[START OF Records shown]
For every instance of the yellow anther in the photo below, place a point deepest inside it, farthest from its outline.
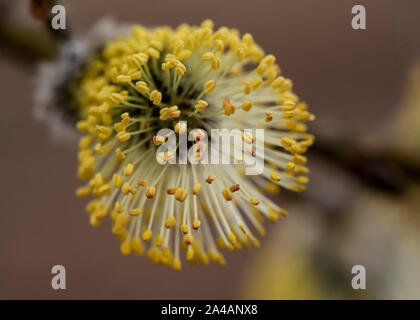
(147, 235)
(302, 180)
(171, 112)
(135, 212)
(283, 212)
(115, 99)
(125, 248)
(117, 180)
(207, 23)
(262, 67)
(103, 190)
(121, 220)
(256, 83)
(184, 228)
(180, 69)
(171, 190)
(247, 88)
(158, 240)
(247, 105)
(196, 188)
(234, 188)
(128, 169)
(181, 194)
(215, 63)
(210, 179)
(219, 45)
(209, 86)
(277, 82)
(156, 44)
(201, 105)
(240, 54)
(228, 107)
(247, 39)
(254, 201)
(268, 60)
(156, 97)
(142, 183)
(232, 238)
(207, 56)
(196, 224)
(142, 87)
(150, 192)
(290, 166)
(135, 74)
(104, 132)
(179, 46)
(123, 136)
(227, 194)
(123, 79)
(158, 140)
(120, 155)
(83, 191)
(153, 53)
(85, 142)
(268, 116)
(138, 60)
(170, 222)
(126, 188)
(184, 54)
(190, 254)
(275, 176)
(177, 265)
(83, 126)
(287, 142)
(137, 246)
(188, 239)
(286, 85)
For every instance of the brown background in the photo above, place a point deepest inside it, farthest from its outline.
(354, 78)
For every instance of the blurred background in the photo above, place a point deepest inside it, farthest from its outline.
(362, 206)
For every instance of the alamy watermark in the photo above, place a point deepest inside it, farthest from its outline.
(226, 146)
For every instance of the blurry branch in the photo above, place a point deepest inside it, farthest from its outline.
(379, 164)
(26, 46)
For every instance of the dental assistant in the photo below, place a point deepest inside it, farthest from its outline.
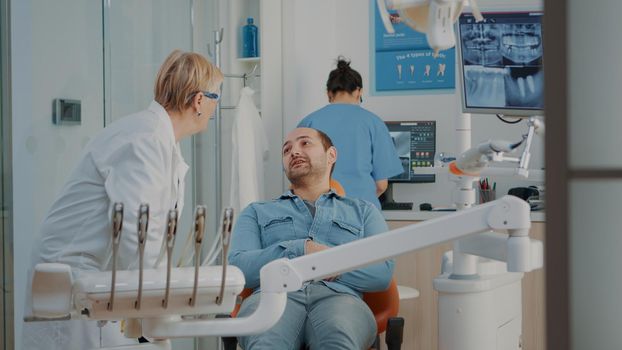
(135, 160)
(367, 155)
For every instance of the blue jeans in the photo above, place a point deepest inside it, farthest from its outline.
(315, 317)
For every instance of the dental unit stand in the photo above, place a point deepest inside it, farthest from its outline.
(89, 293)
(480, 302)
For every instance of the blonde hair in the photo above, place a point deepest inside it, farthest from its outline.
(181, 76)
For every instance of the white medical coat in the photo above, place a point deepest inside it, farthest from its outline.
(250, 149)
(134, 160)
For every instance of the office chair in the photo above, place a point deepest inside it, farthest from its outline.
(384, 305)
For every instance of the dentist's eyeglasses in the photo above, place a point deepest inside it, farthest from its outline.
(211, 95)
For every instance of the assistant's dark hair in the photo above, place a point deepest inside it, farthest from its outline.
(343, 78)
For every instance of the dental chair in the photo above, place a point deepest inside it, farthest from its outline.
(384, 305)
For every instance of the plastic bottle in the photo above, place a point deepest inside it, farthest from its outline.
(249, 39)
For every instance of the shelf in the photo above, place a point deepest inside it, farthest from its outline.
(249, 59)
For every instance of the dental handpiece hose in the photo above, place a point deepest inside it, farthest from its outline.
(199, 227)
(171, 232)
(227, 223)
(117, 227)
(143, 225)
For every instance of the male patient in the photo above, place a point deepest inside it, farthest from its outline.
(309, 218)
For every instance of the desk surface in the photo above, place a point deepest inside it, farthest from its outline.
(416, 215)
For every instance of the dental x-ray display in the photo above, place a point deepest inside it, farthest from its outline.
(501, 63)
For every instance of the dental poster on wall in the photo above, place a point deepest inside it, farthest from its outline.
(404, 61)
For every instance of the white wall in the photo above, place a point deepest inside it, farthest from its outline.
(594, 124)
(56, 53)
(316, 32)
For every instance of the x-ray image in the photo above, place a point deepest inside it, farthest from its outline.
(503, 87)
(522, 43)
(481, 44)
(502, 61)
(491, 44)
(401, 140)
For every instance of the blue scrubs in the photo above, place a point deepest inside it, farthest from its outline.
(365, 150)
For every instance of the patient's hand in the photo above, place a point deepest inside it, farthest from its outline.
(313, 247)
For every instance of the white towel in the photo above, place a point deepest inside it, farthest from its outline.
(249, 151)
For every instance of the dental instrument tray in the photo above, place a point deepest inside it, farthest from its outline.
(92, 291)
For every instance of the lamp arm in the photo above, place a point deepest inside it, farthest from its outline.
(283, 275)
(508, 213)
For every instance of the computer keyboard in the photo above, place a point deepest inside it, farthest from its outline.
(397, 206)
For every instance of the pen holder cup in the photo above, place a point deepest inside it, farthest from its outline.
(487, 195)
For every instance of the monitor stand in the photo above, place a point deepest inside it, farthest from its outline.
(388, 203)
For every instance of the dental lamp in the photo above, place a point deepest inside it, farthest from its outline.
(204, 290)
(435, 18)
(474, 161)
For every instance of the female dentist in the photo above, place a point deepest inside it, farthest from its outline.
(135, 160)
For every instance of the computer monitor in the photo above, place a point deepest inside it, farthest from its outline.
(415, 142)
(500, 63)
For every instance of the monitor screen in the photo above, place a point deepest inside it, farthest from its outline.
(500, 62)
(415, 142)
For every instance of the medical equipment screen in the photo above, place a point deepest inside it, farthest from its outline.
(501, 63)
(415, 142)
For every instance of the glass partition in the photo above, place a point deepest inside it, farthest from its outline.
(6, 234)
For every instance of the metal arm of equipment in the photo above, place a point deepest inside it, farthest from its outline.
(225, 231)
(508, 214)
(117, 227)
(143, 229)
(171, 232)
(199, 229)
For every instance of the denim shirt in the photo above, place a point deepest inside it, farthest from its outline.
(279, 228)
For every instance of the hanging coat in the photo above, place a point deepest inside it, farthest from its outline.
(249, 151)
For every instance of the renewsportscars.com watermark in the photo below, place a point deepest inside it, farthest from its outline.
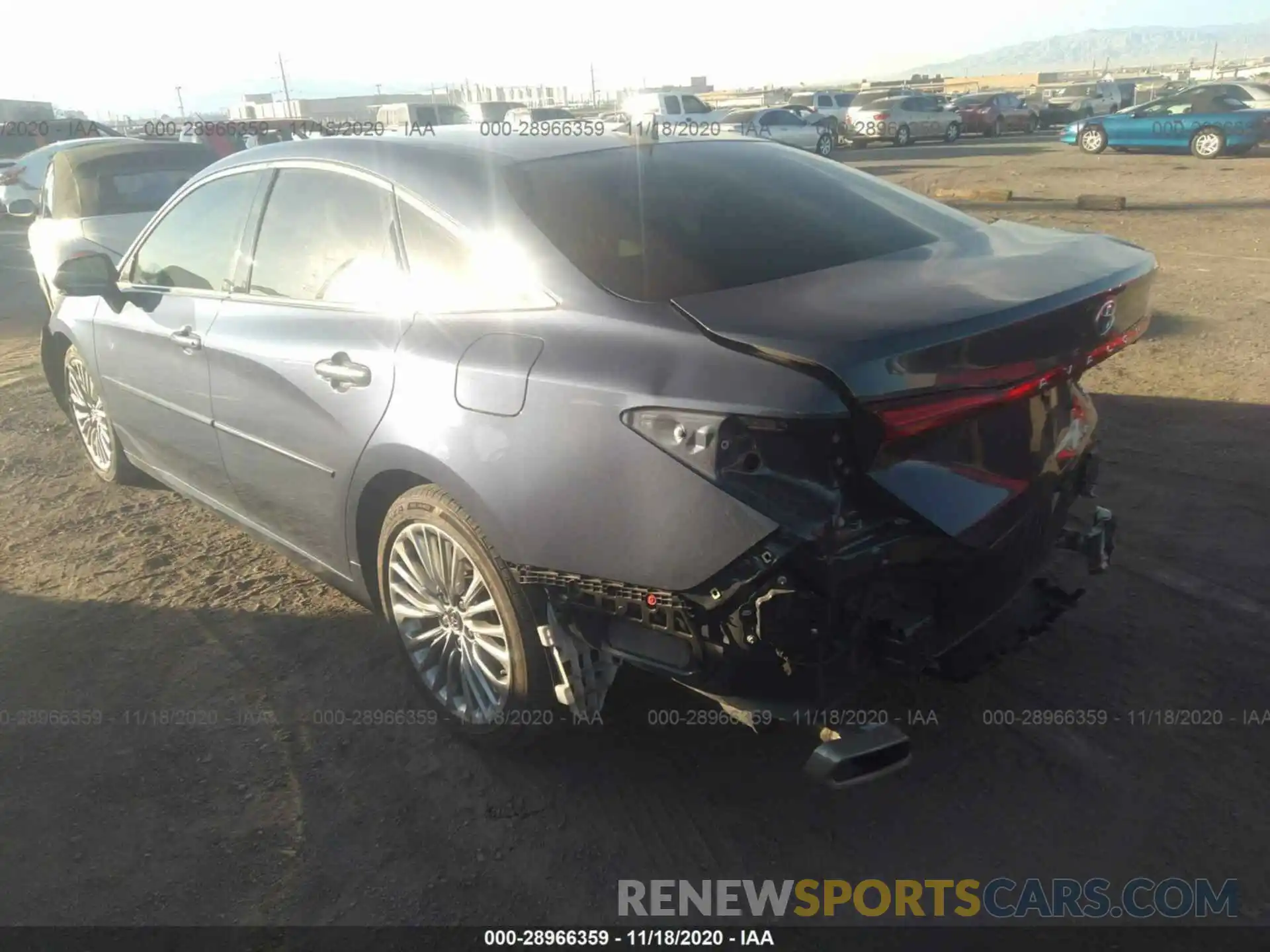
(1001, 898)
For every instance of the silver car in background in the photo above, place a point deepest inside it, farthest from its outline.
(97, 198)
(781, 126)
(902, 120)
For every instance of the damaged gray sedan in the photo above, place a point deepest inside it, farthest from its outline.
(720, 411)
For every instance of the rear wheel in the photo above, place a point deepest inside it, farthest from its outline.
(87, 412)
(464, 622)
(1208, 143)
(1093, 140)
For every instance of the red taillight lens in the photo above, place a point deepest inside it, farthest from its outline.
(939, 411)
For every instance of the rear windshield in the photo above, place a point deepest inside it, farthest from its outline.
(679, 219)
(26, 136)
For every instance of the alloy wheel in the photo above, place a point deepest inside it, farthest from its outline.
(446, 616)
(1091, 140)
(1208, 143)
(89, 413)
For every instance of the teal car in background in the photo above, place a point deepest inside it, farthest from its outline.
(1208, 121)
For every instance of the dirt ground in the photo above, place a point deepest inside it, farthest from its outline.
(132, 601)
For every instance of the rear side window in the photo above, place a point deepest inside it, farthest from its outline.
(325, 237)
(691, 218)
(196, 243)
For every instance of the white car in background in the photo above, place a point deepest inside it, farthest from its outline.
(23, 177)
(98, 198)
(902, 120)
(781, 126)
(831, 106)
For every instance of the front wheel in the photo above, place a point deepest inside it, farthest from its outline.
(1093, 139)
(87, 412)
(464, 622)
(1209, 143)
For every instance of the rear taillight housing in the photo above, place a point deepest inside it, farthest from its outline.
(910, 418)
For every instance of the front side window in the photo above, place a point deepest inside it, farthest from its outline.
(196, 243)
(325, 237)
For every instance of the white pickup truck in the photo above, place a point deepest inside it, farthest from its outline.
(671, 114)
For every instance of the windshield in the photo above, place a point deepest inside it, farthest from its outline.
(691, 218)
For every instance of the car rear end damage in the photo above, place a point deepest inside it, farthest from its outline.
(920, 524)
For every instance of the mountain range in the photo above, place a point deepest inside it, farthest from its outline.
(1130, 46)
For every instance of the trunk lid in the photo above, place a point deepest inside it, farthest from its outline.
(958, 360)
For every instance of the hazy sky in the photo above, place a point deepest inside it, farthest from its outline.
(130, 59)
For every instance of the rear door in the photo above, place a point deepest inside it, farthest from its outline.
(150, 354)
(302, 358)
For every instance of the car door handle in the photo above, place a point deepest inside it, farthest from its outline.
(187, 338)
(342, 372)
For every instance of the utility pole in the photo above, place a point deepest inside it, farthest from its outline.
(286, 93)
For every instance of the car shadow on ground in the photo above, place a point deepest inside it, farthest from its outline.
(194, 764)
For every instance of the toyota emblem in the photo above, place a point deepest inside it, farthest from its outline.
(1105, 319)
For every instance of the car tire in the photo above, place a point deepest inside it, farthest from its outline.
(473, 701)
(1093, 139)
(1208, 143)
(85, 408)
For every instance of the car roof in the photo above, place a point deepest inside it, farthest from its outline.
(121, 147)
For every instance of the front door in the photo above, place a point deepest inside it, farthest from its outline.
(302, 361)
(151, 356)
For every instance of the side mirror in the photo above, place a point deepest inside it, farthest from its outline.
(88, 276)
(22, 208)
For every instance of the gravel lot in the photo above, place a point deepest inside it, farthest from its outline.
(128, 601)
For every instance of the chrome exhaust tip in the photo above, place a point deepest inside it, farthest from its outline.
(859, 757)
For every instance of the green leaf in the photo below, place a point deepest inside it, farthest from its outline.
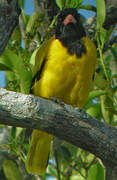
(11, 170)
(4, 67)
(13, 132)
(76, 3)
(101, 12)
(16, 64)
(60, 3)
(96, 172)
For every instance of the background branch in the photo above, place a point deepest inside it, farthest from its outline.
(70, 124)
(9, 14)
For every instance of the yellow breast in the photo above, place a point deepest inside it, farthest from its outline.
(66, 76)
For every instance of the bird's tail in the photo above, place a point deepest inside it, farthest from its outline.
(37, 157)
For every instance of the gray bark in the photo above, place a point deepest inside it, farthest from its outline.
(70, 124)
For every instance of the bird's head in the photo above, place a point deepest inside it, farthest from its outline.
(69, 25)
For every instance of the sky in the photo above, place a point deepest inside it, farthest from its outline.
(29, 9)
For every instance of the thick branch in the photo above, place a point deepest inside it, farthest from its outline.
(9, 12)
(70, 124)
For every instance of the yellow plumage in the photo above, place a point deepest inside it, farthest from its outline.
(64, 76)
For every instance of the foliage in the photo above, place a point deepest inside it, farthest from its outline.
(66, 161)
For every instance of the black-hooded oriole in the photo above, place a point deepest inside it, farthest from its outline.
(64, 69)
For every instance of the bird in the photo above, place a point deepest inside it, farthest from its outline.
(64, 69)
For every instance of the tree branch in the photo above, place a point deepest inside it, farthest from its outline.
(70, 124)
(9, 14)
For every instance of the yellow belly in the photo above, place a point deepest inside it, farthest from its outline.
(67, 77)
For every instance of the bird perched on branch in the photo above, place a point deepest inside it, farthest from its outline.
[END OF Records shown]
■ Stated goal: Can you write out, word for word, the entries starting with the line containing "For every instance of the sky" and going on through the final line of the entries?

■ Problem solution:
For every instance of the sky in the photo above, place a point deepest inside it, farthest from its outline.
(29, 9)
For every instance of the thick branch in the photo above, place a point deepest inside it, farthest from its outline.
(9, 12)
(70, 124)
For every instance of the yellow plumage in the photo above, place a point deepest inside it, farthest from its outline.
(64, 76)
For every instance of the foliage in the photo above, place a point deepest inside it, farthest from its outline.
(66, 161)
For every instance of the black-hooded oriole in the photo above, place a point deepest inside it, farthest from its outline.
(64, 69)
For every instance of the bird in the photo above, place a point deepest inside it, farthest from its outline.
(64, 69)
For every instance of the tree branch in the photo above, place a point deepest inside it, farthest from its outline.
(70, 124)
(9, 14)
For every instance of the yellow belly in the photo above, place a point deepest inside it, farthest from its outline.
(67, 77)
For every instance of the bird perched on branch in the photo above, place a point deepest inside it, farthest from its outline.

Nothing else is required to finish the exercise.